カーブスマガジンで悲願だった「メンズカーブス」が始動していることを知った。嬉しくて空にいる夫に報告した。今日はあまりにも日差しがやわらかく暖かいので縁側に出て彼を想った。いつもそばにいてくれたね。4年前、肺癌を宣告され何度目かの入院の日、看護部長に聞かれた。「延命処置はどうしますか?」泣きながら答えた。「呼吸器はつけないでください」。一日一日愛おしいように命を刻んでいる彼に「しあわせだったよ。ありがとう」と言うとぎゅっと手を握ってくれた。その夜、不思議な体験(たぶん夢)をした。大きな真綿のような雲のようなフワフワしたものに包まれて幸福感に満たされていた。それから間もなく彼は静かに旅立った。きっと最後の力を振り絞り私を抱きしめてくれたのとしか思えない。
 
 6歳の孫が言った。「ばあば、僕が大人になったらじいじのアンドロイド3体作ってやるからね」「なんで3体なの?」「1体じゃさみしいだろ?」。4歳の孫は「じいじはお空にいって星になったんだよ。僕が大きくて長い網でじいじを取ってやろうか?」「星が多すぎてどの星がじいじかわからないよ」「一番大きくて赤い星だよ」。二人を抱きしめて泣いた。
 
 ずっと家に引きこもり泣いてばかりいた。お隣の奥さんがお弁当を再々作って届けてくれた。「しっかり食べて元気出して。できることがあれば何でも言って」。友人が何度も何度もメールをくれた。職場の同僚は「哀しいとは思うけど、やめないでね。一日一時間でもいいから出てきて」。たくさんの人たちに気にかけてもらえてとても嬉しかった。

**元データ:**

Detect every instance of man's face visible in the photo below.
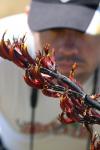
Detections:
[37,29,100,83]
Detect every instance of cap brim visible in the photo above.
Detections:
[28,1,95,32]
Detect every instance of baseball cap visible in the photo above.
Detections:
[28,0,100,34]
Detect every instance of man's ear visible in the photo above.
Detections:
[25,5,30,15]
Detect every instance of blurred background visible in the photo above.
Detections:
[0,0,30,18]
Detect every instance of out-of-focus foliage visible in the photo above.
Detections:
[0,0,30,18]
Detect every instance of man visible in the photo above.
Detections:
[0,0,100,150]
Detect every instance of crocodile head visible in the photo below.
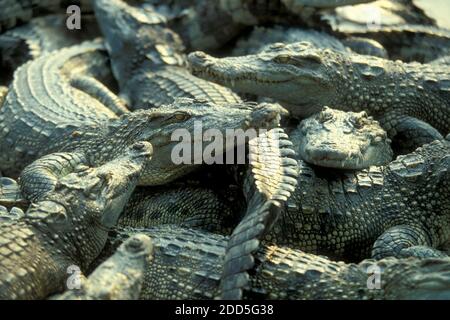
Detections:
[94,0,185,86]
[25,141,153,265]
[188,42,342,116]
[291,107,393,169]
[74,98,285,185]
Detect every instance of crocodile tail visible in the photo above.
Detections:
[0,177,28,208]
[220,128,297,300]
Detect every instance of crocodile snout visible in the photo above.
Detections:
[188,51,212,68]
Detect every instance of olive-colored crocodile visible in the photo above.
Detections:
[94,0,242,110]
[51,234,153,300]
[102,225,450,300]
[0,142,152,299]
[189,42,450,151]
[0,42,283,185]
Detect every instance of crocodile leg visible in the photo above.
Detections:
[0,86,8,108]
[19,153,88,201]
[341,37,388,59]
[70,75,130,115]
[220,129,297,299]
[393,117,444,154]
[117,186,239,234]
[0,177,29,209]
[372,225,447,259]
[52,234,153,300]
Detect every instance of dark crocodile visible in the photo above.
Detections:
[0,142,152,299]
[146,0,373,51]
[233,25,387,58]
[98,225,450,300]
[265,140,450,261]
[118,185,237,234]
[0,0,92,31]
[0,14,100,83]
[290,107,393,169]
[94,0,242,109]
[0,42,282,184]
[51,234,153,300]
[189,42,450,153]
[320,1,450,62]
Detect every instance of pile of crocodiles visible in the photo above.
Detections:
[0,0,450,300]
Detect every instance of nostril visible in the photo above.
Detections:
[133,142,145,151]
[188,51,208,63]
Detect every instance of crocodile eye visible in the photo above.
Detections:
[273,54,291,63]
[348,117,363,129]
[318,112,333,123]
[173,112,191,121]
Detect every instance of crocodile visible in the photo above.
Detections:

==

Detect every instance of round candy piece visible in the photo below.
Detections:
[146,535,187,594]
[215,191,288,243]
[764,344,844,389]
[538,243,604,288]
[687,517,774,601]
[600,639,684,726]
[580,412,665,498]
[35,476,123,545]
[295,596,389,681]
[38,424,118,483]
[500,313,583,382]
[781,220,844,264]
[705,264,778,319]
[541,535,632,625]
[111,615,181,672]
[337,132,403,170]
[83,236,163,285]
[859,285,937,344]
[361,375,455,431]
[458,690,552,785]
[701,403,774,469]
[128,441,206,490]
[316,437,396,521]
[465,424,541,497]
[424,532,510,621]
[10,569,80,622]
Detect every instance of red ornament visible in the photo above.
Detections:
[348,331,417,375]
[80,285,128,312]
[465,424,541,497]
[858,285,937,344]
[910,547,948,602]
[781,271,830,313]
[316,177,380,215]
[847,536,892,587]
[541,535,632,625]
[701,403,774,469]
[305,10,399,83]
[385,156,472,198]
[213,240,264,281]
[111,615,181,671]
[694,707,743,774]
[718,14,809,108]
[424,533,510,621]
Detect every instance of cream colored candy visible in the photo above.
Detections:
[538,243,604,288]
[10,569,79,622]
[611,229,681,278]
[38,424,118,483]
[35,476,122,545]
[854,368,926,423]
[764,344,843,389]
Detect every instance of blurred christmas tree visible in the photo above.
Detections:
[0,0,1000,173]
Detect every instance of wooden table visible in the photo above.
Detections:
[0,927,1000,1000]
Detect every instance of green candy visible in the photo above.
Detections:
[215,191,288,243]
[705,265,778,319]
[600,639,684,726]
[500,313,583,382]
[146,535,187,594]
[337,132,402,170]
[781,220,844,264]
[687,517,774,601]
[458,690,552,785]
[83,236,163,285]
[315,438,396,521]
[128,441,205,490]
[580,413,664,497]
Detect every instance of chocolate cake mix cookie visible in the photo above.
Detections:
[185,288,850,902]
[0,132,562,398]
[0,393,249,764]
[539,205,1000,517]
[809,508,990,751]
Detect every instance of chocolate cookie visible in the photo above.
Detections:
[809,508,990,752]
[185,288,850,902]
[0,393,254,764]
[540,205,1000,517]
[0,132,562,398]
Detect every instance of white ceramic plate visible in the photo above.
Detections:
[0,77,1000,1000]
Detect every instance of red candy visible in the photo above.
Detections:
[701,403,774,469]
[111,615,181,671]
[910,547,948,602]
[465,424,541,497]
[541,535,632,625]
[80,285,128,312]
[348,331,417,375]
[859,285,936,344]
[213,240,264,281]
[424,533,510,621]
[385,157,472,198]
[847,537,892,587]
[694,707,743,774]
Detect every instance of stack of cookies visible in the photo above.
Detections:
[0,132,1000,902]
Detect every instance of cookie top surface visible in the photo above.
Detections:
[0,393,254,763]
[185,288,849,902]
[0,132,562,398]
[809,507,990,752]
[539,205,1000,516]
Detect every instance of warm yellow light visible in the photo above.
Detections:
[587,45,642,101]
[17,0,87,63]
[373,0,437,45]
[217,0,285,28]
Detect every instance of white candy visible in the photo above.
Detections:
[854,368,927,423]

* * *

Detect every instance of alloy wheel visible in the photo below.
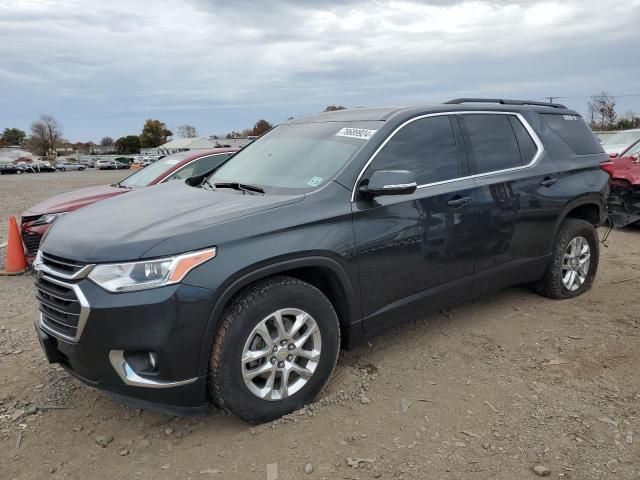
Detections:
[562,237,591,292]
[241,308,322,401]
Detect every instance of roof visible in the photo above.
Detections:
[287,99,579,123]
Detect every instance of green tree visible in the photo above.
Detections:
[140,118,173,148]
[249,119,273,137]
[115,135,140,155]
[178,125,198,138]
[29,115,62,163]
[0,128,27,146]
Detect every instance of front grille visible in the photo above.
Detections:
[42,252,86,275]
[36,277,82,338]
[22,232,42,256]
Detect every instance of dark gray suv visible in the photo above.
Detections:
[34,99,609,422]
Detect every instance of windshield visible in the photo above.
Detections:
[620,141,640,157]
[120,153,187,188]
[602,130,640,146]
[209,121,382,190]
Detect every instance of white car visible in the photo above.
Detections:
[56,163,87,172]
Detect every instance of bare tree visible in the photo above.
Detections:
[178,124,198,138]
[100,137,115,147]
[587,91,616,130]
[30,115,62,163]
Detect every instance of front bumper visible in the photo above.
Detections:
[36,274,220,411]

**対応事項 1:**
夫を偲ぶ随筆について、次の問いに答えてください。
(a) 何度目かの入院の日、看護部長は何について尋ねましたか。
(b) 6歳の孫は、じいじのアンドロイドを何体作ると言いましたか。
(c) お隣の奥さんは、何を再々作って届けてくれましたか。
**対応事項 2:**
夫を偲ぶ随筆を最後の段落の後から引き継ぎ、続きを書いてください。
リストは、この随筆とは別の出典から取られたものです。

**結果 1:**
(a) 延命処置をどうするか
(b) 3体
(c) お弁当

**結果 2:**
 
 やっとの思いでカーブスのドアに手をかけた。いつもと変わらないコーチの大きくて元気な声、やさしくてあたたかい手。弱って干からびていた私の心に浸みていった。日々少しずつコーチの声に支えられ元気になっていった。職場にも復帰できた。そんな私を応援してくれているようなカーブスマガジンの記事を見つけた。『哀しい時こそ、つらいときこそ運動を』まさに目からうろこだった。カーブスの壁に貼っている記事を読んだ。『運動すると幸せホルモン、セロトニンがでる』『周りや自分をほめるとやる気ホルモン、ドーパミンがでる』つらい時を乗り越えた私をほめてあげた。頑張ったね、って。
 私に一歩踏み出す勇気をくれた筋トレと数々の言葉。筋トレって、言葉って人を救うことができるんだ。
 
 もうすぐ桜の季節がやってくる。桜吹雪の中、旅立った彼を想う。もう大丈夫だよ。カーブスのおかげで強く生きているから安心してと、呟いた。